------ Records for this task ------

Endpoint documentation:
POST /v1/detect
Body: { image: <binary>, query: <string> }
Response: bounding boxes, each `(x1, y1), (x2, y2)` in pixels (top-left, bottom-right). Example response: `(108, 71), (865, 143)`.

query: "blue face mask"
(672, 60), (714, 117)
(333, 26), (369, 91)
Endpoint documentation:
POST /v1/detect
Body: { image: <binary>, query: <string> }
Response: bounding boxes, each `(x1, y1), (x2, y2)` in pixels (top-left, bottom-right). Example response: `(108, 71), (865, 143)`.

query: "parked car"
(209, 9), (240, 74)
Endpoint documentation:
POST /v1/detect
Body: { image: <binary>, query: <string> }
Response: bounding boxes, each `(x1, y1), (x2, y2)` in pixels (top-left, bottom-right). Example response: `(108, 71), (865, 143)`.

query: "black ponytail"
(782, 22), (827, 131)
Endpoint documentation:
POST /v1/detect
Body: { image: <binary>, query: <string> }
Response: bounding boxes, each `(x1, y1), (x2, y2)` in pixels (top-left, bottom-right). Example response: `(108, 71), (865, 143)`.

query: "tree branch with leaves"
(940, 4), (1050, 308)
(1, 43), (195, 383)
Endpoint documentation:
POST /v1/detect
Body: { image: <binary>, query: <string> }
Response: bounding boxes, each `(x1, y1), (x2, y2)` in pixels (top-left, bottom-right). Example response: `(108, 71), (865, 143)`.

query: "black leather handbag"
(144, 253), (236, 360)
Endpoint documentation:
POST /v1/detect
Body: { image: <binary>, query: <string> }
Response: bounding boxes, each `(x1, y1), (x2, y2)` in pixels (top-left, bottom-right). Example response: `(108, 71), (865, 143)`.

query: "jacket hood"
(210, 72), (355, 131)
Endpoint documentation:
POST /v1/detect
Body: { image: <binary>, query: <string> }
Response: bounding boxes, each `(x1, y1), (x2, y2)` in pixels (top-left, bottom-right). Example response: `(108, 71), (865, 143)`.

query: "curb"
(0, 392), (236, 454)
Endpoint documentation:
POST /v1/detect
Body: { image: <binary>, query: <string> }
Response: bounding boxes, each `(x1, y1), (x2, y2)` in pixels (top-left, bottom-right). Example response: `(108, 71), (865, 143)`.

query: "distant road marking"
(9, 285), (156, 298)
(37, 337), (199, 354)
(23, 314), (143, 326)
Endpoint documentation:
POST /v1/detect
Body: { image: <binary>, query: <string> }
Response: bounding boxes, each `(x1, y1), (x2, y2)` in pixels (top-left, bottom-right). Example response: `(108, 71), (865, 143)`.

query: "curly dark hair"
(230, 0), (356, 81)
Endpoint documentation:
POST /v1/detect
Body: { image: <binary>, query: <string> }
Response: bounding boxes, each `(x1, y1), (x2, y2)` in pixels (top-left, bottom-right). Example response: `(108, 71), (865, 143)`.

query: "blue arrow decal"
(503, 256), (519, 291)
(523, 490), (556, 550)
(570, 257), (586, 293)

------

:: Task objective ::
The records above are to be repeated exactly, in their entirety.

:: Output below ::
Endpoint documentation:
POST /v1/detect
Body: { image: <binary>, query: <string> }
Response: bounding boxes, each `(x1, y1), (x2, y2)` in pixels (top-left, bottom-right). Example response: `(108, 71), (865, 143)`.

query: "blue face mask"
(672, 60), (714, 117)
(333, 26), (369, 91)
Endpoint documentation:
POST /v1/detect
Body: { image: <binary>, query: <string> }
Response: bounding boxes, each `(x1, y1), (x2, y2)` in pixels (top-left, bottom-right). Example response: `(108, 71), (865, 143)`.

query: "parked car"
(209, 9), (240, 74)
Endpoint documentation:
POST /v1/detect
Body: { image: <binary>, query: <string> }
Response: bounding boxes, each `(x1, y1), (x2, y2)` in pixels (top-left, bottom-right). Example response: `(108, 71), (865, 143)`.

query: "black ponytail"
(782, 22), (827, 131)
Endpoint documentation:
POST /v1/detect
Body: { image: <binary>, query: <string> }
Response: bounding boxes, each `(x1, y1), (x2, y2)` in pixels (top-left, bottom-right). Example response: `(108, 71), (865, 143)`.

query: "tree branch with leaves"
(940, 4), (1050, 308)
(1, 43), (195, 383)
Endpoint documentation:
POST /v1/detect
Body: { image: <binary>, query: <string> }
Response: bounding boxes, each `(x1, y1), (x2, y2)` in pixels (top-left, bottom-right). Example response: `(108, 71), (865, 143)`.

query: "black leather handbag"
(144, 253), (236, 360)
Endpoint documentation:
POST /v1/detect
Body: { image: <binary>, query: <string> }
Response: bounding boxes, each `(x1, y1), (x2, y2)` in pixels (top-left, bottom-right). Example response: `(108, 71), (865, 143)`.

query: "jacket hood"
(210, 72), (355, 131)
Endpoint documentation:
POST /v1/detect
Body: { image: <binary>, query: <string> }
Response: bounding boxes, each `(x1, y1), (x2, y2)` in pixels (top-left, bottom-right). Example response: `(108, 71), (865, 143)`.

query: "curb"
(0, 392), (236, 454)
Endpoint documentation:
POST /v1/detect
Body: { image: <binary>, query: <string> }
Response: bounding boxes, each `(x1, y1), (x2, y2)` in pixels (top-left, bottom-right). Example response: `(108, 71), (865, 143)`.

query: "distant road marking"
(9, 285), (156, 298)
(37, 337), (199, 354)
(23, 314), (143, 326)
Endpoint documentation:
POST /v1/detect
Body: { image: <binary>, query: <string> }
Response: bounding boxes, each `(x1, y1), (x2, y2)` in pixels (top-left, bottom-right). Example response: `(108, 71), (865, 143)`.

query: "curly dark hair"
(230, 0), (356, 81)
Endpoint documentation:
POST /v1/detect
Body: { image: <binary>, query: <string> }
Response: bounding boxes, each `(x1, y1), (x2, y2)` in pixels (top-left, bottom-right). Example response: `(108, 71), (865, 143)`.

query: "blue arrow decal"
(503, 256), (519, 291)
(523, 490), (556, 550)
(570, 257), (586, 293)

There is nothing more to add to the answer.